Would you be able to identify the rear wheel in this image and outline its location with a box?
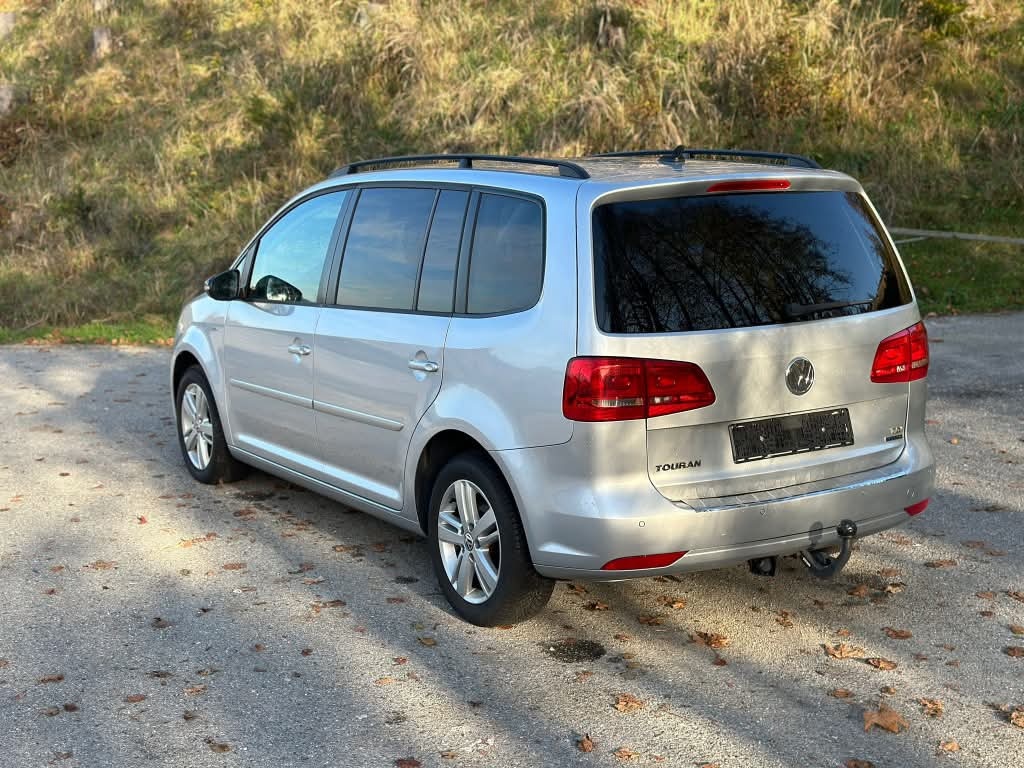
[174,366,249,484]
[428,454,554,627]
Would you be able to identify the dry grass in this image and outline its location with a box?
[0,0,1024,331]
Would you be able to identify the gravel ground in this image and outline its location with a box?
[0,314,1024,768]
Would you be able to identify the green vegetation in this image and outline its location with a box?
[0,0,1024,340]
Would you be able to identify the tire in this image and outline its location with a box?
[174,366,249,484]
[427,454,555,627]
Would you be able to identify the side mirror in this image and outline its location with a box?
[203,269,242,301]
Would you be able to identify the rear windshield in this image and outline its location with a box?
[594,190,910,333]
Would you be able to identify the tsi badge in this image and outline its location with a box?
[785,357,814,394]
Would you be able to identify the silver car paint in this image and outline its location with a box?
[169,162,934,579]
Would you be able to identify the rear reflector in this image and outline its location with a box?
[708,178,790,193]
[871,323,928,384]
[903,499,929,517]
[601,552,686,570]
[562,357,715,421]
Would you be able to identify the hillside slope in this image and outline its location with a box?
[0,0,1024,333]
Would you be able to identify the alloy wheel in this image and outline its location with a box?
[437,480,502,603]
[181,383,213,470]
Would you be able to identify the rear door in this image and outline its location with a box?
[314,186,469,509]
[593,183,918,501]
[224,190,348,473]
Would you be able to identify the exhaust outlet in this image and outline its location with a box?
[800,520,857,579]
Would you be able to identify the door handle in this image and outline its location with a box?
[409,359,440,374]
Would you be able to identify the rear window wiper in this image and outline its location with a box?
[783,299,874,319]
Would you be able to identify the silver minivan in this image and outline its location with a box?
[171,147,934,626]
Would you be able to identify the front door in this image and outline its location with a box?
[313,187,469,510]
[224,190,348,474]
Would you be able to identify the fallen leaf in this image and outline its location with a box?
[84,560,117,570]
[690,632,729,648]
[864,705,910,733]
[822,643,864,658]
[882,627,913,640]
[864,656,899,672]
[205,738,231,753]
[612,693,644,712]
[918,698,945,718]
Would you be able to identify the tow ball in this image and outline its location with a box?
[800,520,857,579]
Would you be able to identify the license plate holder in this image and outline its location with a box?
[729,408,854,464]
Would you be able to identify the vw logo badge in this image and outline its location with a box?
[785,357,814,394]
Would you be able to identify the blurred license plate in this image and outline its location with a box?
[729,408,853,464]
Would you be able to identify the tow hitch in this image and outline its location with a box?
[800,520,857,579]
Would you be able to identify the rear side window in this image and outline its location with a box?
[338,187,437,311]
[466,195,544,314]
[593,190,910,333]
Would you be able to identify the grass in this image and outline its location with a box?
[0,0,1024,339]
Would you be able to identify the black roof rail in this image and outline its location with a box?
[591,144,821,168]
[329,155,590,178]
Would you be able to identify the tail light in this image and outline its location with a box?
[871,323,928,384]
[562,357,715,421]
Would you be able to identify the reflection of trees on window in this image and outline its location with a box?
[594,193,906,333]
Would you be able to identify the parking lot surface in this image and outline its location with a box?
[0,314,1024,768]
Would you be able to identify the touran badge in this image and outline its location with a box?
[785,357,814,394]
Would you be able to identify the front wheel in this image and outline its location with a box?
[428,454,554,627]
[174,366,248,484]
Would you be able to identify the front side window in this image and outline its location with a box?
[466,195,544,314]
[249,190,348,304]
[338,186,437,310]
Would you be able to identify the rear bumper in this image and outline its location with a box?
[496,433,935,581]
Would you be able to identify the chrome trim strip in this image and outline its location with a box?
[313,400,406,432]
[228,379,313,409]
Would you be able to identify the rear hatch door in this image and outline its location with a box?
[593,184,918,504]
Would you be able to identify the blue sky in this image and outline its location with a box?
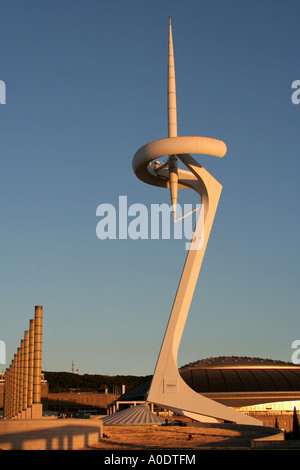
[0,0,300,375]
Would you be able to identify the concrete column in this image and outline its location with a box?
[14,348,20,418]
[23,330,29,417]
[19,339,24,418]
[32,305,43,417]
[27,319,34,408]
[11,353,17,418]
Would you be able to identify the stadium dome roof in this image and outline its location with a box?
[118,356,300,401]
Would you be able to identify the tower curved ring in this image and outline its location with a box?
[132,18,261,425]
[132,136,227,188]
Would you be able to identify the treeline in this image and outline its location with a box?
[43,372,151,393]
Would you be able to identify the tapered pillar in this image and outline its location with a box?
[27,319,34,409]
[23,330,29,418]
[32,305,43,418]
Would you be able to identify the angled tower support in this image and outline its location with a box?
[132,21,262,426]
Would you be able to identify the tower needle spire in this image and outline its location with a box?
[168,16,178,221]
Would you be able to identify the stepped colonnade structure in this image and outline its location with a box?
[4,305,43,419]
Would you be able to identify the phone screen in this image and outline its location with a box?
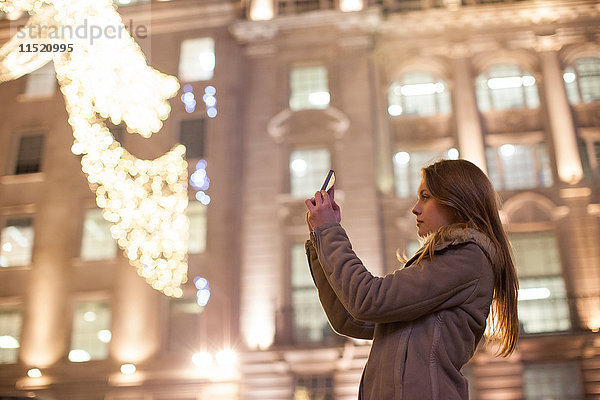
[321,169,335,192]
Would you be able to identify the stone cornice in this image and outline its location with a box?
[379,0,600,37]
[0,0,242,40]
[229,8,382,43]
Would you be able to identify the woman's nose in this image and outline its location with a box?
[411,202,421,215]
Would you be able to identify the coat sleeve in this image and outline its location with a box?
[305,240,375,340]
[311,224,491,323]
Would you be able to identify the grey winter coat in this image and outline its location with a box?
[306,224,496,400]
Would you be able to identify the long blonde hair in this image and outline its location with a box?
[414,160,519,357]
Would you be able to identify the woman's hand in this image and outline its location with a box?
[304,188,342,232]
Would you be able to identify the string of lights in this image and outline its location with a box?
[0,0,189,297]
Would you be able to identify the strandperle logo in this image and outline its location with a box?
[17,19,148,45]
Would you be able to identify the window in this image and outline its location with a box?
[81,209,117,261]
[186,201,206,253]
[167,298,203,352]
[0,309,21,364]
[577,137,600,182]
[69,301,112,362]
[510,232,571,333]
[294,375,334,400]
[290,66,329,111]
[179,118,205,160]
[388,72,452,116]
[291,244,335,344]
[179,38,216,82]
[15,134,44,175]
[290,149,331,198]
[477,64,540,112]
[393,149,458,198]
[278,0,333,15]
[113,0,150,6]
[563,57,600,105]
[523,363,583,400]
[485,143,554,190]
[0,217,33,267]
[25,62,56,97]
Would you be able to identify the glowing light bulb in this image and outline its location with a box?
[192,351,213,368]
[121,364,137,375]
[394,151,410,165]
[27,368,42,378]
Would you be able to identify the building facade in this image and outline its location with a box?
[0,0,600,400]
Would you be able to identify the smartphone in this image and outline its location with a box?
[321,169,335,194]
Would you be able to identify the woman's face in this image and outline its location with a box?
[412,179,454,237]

● ● ● ● ● ● ●

• _GIVEN PROBLEM_:
Can you set down all of the material above line for line, unchanged, but without the pictures?

• _EXERCISE SOLUTION_:
Would you be able to identify the rear wheel in this image and outline its location with a box?
[174,366,249,484]
[428,454,554,627]
Would you be able to identify the dry grass in this image and outline its location with a box?
[0,0,1024,331]
Would you be able to identify the gravel ground in this image and outline its location with a box?
[0,314,1024,768]
Would you be able to identify the green vegetation in this image and outline its location with a box?
[0,0,1024,340]
Would you be able to identify the tire in this image and outline its location with a box?
[174,366,249,484]
[427,454,555,627]
Would you be able to identify the side mirror in this image and outline its location with a box?
[203,269,242,301]
Would you be able to identify the rear windshield in this image and outline its location with a box?
[594,190,910,333]
Would you be able to identify the tsi badge in this image and outline its location with a box?
[785,357,814,394]
Would you be able to identify the silver car paint in this image and outline its location with a box?
[169,162,934,579]
Would you be able to identify the rear reflector in this image and outline its location with a box?
[708,178,790,193]
[871,323,928,384]
[903,499,929,517]
[601,552,686,570]
[562,357,715,421]
Would you be able to identify the hillside slope in this image and outline its location with a box?
[0,0,1024,333]
Would you be able to identify the alloy wheel in this image and outline its location with a box?
[437,480,502,603]
[181,383,213,470]
Would you be able to identify the rear door in this image and outline its location with a box?
[314,186,469,509]
[593,183,918,501]
[224,190,348,473]
Would you be able to identify the exhaust outlet in this image and outline its location with a box?
[800,520,857,579]
Would you be able to identify the door handle in this image and outline its location with a box?
[409,359,440,374]
Would you be able to identify the rear window wiper in this image and outline its location with a box?
[783,299,874,319]
Would you be able to identify the silver minivan in this image and outline its location with a box?
[171,147,934,626]
Would you be able to identify the front door in this image and outline its location with a box?
[313,187,469,510]
[224,190,348,474]
Would you be able to identify the fallen leaf in this image and outline its location with a box?
[84,560,117,570]
[690,632,729,648]
[864,705,910,733]
[822,643,864,658]
[882,627,913,640]
[864,656,899,672]
[205,738,231,753]
[612,693,644,712]
[918,698,945,718]
Would you be able to identify the tow ball in this image and outline its location with a box?
[800,520,857,579]
Would you be able to identify the license plate holder in this image and outline its location with a box?
[729,408,854,464]
Would you be able to identify the vw logo badge in this image and outline its location with a box?
[785,357,814,394]
Would you be able to identify the blurred license plate in this image and outline its location with a box?
[729,408,853,464]
Would you be able to identify the tow hitch in this image and outline its location with a box?
[800,520,857,579]
Would you be able to identify the rear side window in this image and outline its location with a box?
[338,187,437,311]
[466,195,544,314]
[593,190,910,333]
Would you be able to identify the grass in this image and outline its location with a box?
[0,0,1024,339]
Would you be able to identify the black roof rail in this image and outline its location with a box?
[591,144,821,168]
[329,155,590,178]
Would you be able to identify the tail light in this image and outline its location with a box?
[871,323,928,384]
[562,357,715,421]
Would you be able to identify the reflection of trees on window in this image and outline its location with a box?
[594,193,906,333]
Would you be able to identify the parking lot surface in this image and outline its location with a box?
[0,314,1024,768]
Would you be able to identify the touran badge in this image and outline its location with a box?
[785,357,814,394]
Would you be able to identify the front wheel in this image and outline its location with a box?
[428,454,554,627]
[174,366,248,484]
Would you be able to identify the front side window in this image and outline its location with a box?
[466,195,544,314]
[249,190,348,304]
[338,186,437,310]
Would you be able to identify the rear bumper in this image and outline its location with a box?
[496,433,935,581]
Would you be able to identify the chrome trim strip in this image and outline its location with a box?
[313,400,406,432]
[228,379,313,409]
Would you be able to identify the rear hatch door in this image and outline its location with a box?
[593,184,918,504]
Would you be able to identify the blue sky in this image and outline its location with a box?
[0,0,300,375]
Would you be able to identify the concrete column in this image and outline its location with a box?
[14,348,20,418]
[23,330,29,417]
[19,339,24,418]
[32,305,43,417]
[27,319,34,408]
[11,353,17,418]
Would you be able to identify the stadium dome roof in this image and outline its location with a box?
[118,356,300,401]
Would you be able to identify the tower curved ring in this image and outline its location with a box?
[132,18,261,425]
[132,136,227,188]
Would you be able to identify the treeline in this image and outline its location with a box?
[43,372,151,393]
Would you be able to identify the tapered pillar in this image and outline its location with a box?
[27,319,34,409]
[23,330,29,418]
[32,305,43,418]
Would you be able to identify the angled tower support in this image and outline its location with a box?
[132,21,262,426]
Would you be able to identify the tower needle spire in this image and outline its location with a box?
[168,16,178,221]
Would you be able to identify the stepped colonnade structure in this image and outline its location with a box?
[4,305,43,419]
Would you be able to identify the phone screen in this image and outline its location with a box?
[321,169,335,192]
Would you be able to identify the stone cornice in this image and outline its location with a box?
[379,0,600,37]
[0,0,242,40]
[229,8,382,43]
Would you be able to identify the woman's nose in this image and outline its location with a box?
[411,202,421,215]
Would you be able to identify the coat sleeve in this image and outline its location with a box?
[305,240,375,340]
[311,224,491,323]
Would you be able to identify the grey winter coat in this image and outline its location with a box?
[306,224,496,400]
Would you be able to identify the long blonde hair in this image and outline its location with a box?
[414,160,519,357]
Would you be able to identify the woman's hand in this image and outline its location with a box?
[304,188,342,232]
Would you be able to identify the string of lights in this image and outline its location with a box?
[0,0,189,297]
Would you be able to identify the strandperle logo in this image and outline its location with a box?
[17,19,148,45]
Would you be able to identify the window in this image and outline its location with a box?
[81,209,117,261]
[186,201,206,253]
[167,298,203,352]
[0,309,21,364]
[577,137,600,182]
[69,301,112,362]
[510,232,571,333]
[294,375,334,400]
[290,66,329,111]
[179,118,205,160]
[388,72,452,116]
[291,244,335,344]
[179,38,216,82]
[15,134,44,175]
[290,149,331,198]
[477,64,540,112]
[393,149,458,198]
[278,0,333,15]
[113,0,150,6]
[563,57,600,105]
[523,363,583,400]
[485,143,554,190]
[0,217,33,267]
[25,62,56,97]
Would you be able to identify the glowing light bulb in this image and outline its location with a box?
[192,351,213,368]
[121,364,137,375]
[394,151,410,165]
[27,368,42,378]
Would you be able to identify the building facade in this image and outline its location with a box?
[0,0,600,400]
Would you be able to identify the smartphone in this image and outline its location with a box?
[321,169,335,194]
Would you be able to identify the woman's face in this image and outline its location with a box?
[412,179,454,237]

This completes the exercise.